Look through the entries. Copy each line that has the word "object".

[Region pointing data]:
# # # # #
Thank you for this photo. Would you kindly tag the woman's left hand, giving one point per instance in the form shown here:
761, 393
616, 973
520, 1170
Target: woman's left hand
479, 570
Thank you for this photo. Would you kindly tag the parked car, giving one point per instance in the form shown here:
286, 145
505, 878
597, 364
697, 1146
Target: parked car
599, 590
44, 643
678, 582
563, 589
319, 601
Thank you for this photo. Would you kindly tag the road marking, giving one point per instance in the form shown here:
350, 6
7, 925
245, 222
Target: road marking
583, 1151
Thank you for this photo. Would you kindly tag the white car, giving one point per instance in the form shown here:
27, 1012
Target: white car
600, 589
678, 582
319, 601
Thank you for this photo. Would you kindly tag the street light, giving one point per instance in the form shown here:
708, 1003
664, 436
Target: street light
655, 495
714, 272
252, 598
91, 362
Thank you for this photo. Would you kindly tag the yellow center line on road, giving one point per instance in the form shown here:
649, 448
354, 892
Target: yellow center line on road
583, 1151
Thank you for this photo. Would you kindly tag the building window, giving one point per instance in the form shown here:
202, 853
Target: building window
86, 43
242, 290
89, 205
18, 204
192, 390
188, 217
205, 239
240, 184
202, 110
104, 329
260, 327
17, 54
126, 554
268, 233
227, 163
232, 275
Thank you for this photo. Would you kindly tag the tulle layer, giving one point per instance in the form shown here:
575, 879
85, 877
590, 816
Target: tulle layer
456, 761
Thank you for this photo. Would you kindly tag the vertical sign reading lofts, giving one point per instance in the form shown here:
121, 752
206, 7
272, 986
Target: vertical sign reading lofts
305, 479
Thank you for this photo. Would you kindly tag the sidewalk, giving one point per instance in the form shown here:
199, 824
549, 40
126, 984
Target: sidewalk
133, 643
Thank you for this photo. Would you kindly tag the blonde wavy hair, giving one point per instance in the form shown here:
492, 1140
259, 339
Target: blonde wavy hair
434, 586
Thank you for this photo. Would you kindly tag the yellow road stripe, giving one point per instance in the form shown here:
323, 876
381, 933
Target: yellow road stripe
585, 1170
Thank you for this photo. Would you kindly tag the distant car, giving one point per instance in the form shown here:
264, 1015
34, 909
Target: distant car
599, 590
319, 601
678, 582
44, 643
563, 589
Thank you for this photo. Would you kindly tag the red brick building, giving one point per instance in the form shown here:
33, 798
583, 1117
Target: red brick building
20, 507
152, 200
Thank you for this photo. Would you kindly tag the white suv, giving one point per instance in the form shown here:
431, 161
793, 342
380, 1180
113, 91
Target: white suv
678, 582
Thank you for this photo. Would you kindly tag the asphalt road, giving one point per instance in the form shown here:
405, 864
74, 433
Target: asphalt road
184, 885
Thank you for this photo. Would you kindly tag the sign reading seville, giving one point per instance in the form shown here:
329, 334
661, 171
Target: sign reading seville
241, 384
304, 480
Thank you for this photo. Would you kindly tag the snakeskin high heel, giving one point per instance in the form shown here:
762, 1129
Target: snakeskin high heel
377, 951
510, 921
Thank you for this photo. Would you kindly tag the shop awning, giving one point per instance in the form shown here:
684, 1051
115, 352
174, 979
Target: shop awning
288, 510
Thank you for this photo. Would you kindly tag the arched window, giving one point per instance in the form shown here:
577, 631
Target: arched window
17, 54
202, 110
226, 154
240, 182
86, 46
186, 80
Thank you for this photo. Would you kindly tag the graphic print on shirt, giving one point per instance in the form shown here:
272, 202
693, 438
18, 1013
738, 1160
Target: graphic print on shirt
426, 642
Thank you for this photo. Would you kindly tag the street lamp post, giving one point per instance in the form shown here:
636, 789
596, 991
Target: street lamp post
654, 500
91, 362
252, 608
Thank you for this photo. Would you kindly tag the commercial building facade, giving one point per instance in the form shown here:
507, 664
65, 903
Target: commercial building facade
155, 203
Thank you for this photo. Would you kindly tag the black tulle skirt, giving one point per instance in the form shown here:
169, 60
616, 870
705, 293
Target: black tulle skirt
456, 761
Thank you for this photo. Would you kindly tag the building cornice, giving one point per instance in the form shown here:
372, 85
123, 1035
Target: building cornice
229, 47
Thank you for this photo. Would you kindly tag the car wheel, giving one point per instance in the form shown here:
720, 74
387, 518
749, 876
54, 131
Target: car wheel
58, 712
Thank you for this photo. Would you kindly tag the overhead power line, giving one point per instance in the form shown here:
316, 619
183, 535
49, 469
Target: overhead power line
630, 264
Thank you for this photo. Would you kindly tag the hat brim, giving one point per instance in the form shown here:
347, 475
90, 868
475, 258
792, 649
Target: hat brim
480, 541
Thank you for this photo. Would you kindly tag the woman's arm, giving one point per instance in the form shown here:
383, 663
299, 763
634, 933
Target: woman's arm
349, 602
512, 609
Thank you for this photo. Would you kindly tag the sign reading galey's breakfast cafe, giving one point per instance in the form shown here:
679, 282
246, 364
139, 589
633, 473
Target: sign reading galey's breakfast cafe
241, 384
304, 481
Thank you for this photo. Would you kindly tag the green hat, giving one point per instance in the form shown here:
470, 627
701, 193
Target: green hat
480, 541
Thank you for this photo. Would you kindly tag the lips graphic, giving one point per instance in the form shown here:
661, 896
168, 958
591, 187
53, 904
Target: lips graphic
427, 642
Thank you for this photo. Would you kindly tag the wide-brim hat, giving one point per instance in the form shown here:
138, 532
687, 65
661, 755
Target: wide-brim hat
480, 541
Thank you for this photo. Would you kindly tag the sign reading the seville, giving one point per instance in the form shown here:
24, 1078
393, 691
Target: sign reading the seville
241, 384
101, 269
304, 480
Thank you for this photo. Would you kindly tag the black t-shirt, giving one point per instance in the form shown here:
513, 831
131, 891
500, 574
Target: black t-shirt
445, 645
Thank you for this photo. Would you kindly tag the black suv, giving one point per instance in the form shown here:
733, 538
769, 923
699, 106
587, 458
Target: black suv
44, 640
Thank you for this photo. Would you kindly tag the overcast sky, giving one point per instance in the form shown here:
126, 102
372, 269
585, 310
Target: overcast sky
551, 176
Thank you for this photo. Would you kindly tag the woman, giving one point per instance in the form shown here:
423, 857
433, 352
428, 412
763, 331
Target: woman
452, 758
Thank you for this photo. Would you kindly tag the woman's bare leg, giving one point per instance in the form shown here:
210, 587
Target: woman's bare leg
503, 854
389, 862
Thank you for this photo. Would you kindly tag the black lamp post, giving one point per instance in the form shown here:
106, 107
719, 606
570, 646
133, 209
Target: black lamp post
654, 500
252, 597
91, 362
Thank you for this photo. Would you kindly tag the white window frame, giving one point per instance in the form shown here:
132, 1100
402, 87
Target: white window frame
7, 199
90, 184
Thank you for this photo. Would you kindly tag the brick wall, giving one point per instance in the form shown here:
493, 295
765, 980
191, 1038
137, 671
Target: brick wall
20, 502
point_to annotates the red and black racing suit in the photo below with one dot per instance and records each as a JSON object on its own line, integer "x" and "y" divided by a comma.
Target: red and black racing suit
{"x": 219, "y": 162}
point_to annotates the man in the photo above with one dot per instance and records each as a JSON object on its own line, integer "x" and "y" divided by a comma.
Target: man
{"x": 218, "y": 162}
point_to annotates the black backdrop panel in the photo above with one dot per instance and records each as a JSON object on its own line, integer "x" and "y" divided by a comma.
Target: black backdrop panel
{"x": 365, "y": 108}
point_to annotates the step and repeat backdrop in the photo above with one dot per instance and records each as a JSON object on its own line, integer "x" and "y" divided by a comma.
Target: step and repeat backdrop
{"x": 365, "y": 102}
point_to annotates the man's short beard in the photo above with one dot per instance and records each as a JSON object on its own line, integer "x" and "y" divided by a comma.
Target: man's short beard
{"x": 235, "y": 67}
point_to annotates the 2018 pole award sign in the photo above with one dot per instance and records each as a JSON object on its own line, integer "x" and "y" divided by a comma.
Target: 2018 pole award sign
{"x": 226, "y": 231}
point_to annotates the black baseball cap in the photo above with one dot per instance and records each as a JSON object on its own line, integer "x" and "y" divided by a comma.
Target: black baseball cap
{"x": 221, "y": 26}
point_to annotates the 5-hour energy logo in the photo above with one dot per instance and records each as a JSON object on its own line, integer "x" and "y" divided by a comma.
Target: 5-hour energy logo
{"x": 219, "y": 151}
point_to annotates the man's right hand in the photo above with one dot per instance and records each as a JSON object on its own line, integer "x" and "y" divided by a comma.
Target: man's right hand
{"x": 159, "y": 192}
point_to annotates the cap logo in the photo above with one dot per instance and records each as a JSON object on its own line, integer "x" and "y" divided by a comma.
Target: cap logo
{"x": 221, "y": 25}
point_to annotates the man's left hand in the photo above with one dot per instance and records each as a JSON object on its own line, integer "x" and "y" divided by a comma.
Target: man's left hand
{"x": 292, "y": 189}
# # # # #
[Exercise result]:
point_to annotates the red and black racing suit in the photo below with one dot per instance and records each as a JSON object on its own line, integer "x" and "y" divided by a comma.
point_to annotates the man in the photo above with one dot per instance and records each as a JSON object on its own line, integer "x" and "y" divided by a comma.
point_to annotates the black backdrop panel in the photo above with one dot per instance and records each as a JSON object on its own line, integer "x" and "y" divided by a comma.
point_to annotates the step and repeat backdrop in the photo above with one dot per instance and records each as a JSON object on its own line, integer "x" and "y" divided by a comma.
point_to annotates the man's short beard in the photo above with one dot per instance and records each as a JSON object on its own line, integer "x" and "y" divided by a comma.
point_to annotates the 2018 pole award sign in the photo above with one dot per instance and records each as a JSON object on its own line, integer "x" and "y" divided by a comma.
point_to annotates the black baseball cap in the photo above with one dot per instance and records each as a JSON object on its own line, integer "x" and "y" divided by a comma.
point_to annotates the 5-hour energy logo in the photo above with one dot per instance and records each as a JSON object on its own line, integer "x" and "y" divided by a comma.
point_to annotates the man's right hand in the photo above with one dot per instance and records each as a JSON object on its own line, integer "x" and "y" divided by a comma.
point_to annotates the cap logo in the photo above with one dot per instance and records each as a JSON object on its own line, integer "x" and "y" divided by a comma.
point_to annotates the man's left hand in the photo above with one dot per instance and records each as a JSON object on its own line, integer "x" and "y" divided by a comma.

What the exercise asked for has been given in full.